#### [Work to complete]
Pick out each line in the material below that contains the word "patch", matching its case exactly.

#### [Data to use]
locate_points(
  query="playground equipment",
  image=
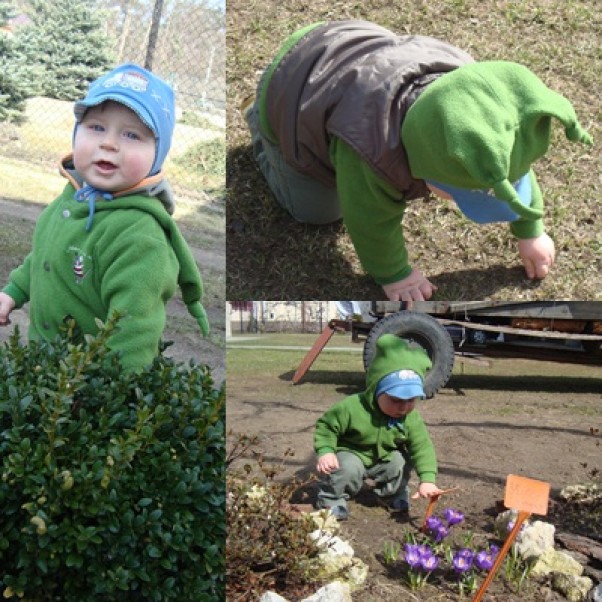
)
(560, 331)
...
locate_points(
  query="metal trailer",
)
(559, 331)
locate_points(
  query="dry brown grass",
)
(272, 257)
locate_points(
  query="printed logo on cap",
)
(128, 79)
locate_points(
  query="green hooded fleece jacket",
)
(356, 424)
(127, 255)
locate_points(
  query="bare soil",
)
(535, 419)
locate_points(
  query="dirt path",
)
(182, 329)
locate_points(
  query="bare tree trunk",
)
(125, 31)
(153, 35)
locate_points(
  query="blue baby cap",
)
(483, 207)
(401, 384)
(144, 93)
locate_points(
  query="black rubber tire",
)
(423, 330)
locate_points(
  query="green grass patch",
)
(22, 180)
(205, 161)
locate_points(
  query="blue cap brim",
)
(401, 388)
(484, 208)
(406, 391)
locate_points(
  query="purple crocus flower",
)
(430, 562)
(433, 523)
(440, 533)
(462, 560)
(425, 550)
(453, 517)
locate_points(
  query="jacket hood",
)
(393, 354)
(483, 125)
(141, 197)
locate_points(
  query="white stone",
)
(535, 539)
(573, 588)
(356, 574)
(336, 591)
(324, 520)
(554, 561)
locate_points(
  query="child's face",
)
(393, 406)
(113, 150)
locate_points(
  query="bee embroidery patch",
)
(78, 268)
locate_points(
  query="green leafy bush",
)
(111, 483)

#### [Solution to the problem]
  query="green grass patch",
  query="bee embroidery patch",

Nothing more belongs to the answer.